- [What is expected]
Locate every line in the material below that has the word "then". Copy each of those lines.

- [Information provided]

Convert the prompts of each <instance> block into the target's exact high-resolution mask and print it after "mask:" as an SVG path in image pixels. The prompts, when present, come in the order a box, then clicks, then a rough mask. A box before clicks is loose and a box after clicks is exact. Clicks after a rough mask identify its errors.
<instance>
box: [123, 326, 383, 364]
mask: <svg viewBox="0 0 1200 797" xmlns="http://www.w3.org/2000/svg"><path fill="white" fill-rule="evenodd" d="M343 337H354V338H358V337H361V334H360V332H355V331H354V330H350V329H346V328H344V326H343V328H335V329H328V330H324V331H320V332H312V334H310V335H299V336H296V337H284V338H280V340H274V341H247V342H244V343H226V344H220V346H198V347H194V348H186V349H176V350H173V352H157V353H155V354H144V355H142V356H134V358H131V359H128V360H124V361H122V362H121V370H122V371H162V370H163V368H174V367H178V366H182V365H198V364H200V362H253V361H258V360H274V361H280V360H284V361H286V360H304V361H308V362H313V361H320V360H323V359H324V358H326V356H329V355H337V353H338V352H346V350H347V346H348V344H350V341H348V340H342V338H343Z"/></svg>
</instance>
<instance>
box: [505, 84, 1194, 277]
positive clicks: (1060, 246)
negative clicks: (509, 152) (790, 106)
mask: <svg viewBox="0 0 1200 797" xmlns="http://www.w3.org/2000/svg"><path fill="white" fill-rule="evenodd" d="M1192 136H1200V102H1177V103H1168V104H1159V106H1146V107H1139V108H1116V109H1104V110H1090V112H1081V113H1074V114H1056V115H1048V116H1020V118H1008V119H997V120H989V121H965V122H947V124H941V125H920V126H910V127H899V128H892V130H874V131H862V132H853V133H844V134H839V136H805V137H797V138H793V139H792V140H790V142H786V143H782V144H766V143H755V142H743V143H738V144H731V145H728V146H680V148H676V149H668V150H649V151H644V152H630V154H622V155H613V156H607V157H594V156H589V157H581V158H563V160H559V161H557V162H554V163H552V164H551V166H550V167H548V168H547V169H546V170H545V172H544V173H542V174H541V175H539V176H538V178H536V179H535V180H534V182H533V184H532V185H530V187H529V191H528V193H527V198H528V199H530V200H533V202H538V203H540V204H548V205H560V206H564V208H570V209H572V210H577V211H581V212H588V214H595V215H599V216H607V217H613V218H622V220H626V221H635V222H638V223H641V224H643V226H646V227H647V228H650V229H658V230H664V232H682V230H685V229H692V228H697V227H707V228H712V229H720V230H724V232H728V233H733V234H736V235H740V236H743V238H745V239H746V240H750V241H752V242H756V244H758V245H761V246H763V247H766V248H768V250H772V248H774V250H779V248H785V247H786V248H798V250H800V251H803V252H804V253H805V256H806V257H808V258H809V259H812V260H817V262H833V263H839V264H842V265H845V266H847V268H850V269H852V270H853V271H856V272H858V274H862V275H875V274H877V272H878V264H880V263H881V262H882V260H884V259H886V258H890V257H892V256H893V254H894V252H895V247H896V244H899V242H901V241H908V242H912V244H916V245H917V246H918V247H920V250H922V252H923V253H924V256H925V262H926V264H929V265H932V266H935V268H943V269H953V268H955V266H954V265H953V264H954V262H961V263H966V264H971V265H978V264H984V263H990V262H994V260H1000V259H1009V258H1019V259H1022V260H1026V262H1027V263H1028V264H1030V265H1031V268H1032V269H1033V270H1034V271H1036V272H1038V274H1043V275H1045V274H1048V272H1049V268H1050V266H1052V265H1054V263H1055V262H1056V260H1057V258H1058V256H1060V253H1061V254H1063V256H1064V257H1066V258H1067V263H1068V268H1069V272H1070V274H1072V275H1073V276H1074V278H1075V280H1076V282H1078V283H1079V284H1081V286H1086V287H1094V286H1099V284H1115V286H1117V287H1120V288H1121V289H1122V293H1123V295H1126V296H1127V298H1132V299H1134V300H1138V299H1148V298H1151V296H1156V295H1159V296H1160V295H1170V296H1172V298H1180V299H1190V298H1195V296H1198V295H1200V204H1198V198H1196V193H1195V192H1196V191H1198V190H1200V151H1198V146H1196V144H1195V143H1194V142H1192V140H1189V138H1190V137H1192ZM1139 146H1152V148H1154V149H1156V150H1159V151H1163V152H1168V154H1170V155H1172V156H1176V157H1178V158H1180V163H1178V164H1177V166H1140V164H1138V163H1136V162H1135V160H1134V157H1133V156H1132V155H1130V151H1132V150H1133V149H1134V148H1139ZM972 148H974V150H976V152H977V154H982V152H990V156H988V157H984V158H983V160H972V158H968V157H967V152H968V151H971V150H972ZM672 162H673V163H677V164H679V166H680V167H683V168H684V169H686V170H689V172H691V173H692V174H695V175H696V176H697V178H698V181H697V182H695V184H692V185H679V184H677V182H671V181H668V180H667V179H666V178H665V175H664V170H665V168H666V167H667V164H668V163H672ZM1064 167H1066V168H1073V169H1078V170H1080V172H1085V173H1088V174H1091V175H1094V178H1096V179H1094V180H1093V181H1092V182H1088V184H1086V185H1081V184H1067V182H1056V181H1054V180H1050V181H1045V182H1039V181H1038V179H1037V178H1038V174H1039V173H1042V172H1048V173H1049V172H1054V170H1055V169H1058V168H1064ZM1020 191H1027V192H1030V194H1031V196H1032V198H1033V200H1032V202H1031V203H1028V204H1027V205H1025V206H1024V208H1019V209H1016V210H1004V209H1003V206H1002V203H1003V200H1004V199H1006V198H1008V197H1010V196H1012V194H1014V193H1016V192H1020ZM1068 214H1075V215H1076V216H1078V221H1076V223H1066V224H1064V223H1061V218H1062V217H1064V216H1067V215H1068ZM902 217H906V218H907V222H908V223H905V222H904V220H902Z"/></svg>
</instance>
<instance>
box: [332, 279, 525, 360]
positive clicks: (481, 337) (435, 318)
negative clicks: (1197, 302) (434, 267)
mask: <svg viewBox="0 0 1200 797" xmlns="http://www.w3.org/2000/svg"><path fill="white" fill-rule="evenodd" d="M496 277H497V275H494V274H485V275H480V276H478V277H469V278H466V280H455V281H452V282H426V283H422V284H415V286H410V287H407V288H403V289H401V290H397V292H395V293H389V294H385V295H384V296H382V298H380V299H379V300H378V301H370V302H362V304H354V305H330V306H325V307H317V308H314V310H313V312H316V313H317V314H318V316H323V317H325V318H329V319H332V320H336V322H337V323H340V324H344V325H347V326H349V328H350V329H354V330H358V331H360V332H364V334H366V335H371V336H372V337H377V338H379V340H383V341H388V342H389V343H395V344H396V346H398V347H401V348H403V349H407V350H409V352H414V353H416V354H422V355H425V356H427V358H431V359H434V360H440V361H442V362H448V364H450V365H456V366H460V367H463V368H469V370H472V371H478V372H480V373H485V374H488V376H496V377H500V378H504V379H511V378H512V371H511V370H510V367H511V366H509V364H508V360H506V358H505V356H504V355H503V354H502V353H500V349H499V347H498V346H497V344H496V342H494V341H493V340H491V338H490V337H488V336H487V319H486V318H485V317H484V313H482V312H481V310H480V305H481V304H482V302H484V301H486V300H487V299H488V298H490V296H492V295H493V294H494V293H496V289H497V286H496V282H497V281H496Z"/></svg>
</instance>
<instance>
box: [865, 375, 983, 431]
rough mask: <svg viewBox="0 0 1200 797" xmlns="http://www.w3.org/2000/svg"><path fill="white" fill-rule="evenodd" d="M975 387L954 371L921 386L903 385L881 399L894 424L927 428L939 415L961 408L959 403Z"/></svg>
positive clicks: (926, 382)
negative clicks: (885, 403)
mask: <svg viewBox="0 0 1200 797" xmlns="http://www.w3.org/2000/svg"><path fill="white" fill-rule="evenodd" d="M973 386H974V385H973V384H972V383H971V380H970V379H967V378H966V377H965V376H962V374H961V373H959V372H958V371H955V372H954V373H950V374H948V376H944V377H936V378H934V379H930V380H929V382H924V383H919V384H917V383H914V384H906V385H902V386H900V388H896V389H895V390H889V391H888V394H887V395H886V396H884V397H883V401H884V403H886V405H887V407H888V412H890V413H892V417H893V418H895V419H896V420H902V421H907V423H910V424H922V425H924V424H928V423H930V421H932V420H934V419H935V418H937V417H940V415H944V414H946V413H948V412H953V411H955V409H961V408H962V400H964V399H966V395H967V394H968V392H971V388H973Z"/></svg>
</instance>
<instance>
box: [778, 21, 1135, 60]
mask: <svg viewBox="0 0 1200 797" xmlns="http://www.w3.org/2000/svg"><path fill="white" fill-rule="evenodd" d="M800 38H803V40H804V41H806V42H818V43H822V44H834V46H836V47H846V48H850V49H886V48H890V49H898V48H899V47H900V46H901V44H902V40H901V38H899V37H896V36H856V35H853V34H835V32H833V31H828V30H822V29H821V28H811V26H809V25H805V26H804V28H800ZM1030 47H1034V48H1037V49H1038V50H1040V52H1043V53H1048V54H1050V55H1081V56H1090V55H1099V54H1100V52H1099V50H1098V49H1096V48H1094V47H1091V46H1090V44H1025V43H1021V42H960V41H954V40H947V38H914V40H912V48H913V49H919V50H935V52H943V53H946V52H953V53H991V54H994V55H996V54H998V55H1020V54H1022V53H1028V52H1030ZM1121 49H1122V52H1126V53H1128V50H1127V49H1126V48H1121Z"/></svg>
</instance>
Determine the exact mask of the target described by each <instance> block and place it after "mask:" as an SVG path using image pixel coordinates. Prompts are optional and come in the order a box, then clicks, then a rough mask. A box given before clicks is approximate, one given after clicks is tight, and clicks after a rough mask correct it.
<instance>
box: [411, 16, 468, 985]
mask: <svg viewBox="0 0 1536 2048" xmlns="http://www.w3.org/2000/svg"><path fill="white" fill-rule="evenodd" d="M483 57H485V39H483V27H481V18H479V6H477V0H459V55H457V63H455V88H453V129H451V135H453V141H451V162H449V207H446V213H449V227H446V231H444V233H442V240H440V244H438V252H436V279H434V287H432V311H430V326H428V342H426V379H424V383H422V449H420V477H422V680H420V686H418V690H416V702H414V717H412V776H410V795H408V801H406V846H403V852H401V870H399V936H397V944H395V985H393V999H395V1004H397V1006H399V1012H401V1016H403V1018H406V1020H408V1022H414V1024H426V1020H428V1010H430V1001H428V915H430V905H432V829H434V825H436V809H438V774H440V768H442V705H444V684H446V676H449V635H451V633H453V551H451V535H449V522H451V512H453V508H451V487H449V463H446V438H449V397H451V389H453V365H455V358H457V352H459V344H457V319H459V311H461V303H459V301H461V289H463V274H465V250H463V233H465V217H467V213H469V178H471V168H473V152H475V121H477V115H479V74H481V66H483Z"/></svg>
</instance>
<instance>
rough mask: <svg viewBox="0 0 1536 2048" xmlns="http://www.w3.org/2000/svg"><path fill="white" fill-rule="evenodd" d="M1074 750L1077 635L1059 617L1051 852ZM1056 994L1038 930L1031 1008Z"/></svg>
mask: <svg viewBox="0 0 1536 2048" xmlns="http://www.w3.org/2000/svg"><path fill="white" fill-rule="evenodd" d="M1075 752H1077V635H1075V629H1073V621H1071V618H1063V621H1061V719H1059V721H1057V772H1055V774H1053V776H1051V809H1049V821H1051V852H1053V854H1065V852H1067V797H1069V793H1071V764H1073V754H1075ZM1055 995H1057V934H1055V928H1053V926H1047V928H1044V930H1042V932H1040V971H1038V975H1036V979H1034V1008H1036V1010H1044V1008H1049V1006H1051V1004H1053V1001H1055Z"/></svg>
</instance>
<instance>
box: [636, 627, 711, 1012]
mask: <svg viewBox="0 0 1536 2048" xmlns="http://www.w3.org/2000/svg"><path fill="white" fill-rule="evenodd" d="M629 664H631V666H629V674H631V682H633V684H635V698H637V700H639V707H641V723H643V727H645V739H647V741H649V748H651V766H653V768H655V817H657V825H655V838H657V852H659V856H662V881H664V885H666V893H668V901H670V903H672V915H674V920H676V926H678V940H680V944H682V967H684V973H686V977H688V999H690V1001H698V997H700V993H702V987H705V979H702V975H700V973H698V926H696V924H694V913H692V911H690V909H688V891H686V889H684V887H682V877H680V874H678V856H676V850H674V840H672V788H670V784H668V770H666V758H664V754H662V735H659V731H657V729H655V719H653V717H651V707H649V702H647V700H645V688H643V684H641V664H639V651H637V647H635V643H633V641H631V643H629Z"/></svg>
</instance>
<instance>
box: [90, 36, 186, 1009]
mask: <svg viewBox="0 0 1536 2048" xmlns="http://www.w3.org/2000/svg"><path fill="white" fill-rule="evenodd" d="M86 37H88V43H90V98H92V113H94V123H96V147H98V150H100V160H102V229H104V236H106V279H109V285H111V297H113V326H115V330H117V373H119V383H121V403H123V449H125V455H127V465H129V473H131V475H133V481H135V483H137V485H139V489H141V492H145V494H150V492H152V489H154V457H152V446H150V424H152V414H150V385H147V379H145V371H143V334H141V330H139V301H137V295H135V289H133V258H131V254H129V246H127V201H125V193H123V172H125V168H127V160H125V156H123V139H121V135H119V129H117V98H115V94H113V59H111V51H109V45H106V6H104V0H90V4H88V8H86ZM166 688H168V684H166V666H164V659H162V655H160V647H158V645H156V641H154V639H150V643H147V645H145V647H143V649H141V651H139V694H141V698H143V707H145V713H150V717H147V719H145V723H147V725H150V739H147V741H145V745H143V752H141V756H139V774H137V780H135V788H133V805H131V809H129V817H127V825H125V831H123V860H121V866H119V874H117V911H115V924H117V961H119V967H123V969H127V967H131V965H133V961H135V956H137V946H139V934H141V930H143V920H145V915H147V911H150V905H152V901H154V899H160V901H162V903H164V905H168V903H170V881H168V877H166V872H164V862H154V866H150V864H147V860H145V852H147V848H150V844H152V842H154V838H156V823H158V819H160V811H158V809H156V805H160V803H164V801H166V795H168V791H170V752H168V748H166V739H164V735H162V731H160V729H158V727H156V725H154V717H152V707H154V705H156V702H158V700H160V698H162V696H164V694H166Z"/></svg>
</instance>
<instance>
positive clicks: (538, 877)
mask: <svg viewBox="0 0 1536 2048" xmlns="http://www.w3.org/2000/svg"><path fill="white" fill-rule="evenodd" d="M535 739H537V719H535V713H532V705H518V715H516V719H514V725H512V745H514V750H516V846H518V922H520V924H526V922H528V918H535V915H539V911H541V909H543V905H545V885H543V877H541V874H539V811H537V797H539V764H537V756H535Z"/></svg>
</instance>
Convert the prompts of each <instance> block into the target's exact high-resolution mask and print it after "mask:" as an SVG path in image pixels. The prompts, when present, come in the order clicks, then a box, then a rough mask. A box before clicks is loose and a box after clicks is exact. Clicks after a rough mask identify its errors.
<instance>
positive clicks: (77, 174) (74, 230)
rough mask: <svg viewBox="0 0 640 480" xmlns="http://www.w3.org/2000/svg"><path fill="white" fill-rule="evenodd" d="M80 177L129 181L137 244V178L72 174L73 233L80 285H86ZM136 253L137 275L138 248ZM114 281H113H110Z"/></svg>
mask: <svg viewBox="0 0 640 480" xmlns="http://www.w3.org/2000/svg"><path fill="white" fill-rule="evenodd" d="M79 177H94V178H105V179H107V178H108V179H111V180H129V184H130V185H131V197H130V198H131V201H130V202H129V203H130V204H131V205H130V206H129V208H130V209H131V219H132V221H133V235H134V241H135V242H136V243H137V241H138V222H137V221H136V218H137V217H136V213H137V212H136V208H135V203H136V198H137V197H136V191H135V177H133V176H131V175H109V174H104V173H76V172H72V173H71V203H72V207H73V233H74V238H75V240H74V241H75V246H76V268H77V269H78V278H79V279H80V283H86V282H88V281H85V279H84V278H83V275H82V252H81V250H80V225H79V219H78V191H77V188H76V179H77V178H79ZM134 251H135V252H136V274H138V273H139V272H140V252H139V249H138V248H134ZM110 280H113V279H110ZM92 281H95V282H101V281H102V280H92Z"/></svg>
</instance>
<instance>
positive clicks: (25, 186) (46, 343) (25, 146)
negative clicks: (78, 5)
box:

- [Task solution]
Convert the prompts of each <instance> block into the target's exact high-resolution mask and print it after "mask:" as an SVG path in image pixels. The prompts, when present, come in the order a box, then clicks, then a rough mask. A box before clicks is loose and a box after clicks is exact. Clicks after a rough mask identify its errors.
Determine the exact mask of the target described by each <instance> block and place it after "mask:" as an SVG path using image pixel coordinates. Prompts are optional and come in the order a box, then clicks, then a rough mask. A box given before clicks is approximate, one given after clicks is tight, and clicks after a rough mask correct it.
Convert the prompts of each <instance> block into the target's exact high-resolution mask and print it after "mask:" as an SVG path in image pixels. The prompts, when present, come in the order clicks, then a box, then a rough mask. A box before clicks is loose and a box after clicks is exact. Clicks after a rough mask identify its errors.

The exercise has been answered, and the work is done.